# Start of Data for this task
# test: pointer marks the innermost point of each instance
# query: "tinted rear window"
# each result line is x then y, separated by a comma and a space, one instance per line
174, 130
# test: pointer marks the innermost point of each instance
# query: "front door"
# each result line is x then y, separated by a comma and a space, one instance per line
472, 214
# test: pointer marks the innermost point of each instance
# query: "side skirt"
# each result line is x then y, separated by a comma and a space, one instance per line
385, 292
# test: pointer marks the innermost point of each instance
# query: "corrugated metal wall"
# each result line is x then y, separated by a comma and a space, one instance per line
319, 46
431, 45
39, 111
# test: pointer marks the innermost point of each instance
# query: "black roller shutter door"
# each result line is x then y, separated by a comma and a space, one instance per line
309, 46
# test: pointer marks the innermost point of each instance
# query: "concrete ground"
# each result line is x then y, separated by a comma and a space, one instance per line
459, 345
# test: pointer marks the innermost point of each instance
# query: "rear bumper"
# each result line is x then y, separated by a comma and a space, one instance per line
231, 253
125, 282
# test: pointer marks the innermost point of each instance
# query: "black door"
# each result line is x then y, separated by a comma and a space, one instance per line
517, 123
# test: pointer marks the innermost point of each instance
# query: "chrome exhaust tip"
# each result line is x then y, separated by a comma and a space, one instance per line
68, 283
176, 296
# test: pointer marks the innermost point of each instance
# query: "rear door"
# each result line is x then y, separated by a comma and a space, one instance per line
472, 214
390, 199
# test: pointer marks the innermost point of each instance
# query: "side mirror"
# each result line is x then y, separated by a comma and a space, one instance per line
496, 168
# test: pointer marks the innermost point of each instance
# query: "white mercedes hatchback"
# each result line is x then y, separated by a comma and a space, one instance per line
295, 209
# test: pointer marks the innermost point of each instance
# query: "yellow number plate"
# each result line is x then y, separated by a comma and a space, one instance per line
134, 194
# End of Data for this task
**What needs to be done**
Return the listing above in its exact form.

**Result of this task**
# test: pointer marks the innermost point of each instance
# query: "tinted rear window"
# each result line is x then y, separated by a comma and a space, one instance per line
174, 130
# test: pointer marks the innermost point of each instance
# query: "front door"
# each result line is x then y, separated by a comma and a space, one instance per line
472, 214
# test: pointer marks the innermost point of each instance
# query: "side skirt"
# each result line is x then y, separated by a comma and a space, one instance per line
385, 292
# test: pointer marks the innermost point of each instance
# query: "corrugated metal wall"
# each result line is x then y, separated by a comma and a space, one instance per line
319, 46
431, 45
39, 111
# test: pointer marks the innermost point of each instance
# query: "black roller shutter door"
# each result line is x then y, separated by a comma and a space, one instance per line
309, 46
# test: pointer marks the innermost point of each instance
# query: "concrete ground"
# each result line is x then y, separated by a comma and a space, one instance per line
459, 345
# test: pointer marks the innermost point of each instance
# query: "rear bumper"
# each result line is x then y, separated by a comma and a space, one instance per line
231, 253
125, 282
# test: pointer marks the innermost point of each instance
# query: "black door"
# each result line is x then y, separated by a comma and a space, one instance per line
517, 123
# test: pointer marks the innermost point of each instance
# query: "chrome exhaust tip"
# each result line is x then y, separated by a comma and a space, one instance per line
68, 283
176, 296
# test: pointer marks the innermost point of each instance
# query: "rear door"
# each result line is x then y, separated by a comma and a space, one instance per line
472, 214
390, 199
# test: pointer marks the innermost point of each instance
# query: "side mirror"
# each result line is x then y, separated by a comma and a space, one instance per line
496, 168
# test: pointer marks the innermost point of each instance
# query: "white mercedes hatchback"
# each result line is x then y, separated by a comma and a space, one instance per line
295, 209
# test: pointer marks the innermost point of each instance
# query: "yellow number plate"
# each result line is x then y, separated by a comma and a space, one instance per line
134, 194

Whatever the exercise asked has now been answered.